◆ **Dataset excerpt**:

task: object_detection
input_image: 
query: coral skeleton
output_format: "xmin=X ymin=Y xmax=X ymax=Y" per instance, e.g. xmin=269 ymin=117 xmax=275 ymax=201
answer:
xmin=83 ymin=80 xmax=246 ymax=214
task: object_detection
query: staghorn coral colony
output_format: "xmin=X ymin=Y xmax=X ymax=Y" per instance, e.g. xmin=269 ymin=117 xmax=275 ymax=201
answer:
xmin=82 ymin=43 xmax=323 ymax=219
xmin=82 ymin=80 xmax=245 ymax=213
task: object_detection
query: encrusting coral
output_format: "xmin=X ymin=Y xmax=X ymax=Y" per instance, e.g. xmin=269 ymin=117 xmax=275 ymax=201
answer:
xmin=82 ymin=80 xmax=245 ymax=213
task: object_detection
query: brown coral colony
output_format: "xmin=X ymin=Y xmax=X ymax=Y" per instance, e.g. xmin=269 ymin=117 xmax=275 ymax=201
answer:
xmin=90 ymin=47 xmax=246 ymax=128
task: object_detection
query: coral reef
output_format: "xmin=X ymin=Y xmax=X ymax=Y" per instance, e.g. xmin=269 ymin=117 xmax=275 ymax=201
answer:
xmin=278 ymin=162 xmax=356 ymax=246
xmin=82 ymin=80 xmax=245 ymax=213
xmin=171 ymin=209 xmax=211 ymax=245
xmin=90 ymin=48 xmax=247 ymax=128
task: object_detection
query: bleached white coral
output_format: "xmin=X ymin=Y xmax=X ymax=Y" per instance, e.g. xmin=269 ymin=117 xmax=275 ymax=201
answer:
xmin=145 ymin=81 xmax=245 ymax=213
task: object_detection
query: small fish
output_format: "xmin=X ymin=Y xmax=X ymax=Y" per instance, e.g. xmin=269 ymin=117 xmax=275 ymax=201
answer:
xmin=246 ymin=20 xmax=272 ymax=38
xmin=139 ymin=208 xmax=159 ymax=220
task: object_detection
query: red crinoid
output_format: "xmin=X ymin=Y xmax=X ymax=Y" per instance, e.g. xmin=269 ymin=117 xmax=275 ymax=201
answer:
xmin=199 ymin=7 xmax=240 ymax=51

◆ **WHAT IS BEING ASKED**:
Can you copy out everything from the start of the items down to the line containing "xmin=83 ymin=80 xmax=246 ymax=214", keeping both ends?

◆ **RESPONSE BELOW**:
task: object_detection
input_image: 
query: coral skeleton
output_format: "xmin=X ymin=Y xmax=X ymax=Y" per instance, e.g. xmin=269 ymin=117 xmax=275 ymax=201
answer:
xmin=83 ymin=80 xmax=246 ymax=214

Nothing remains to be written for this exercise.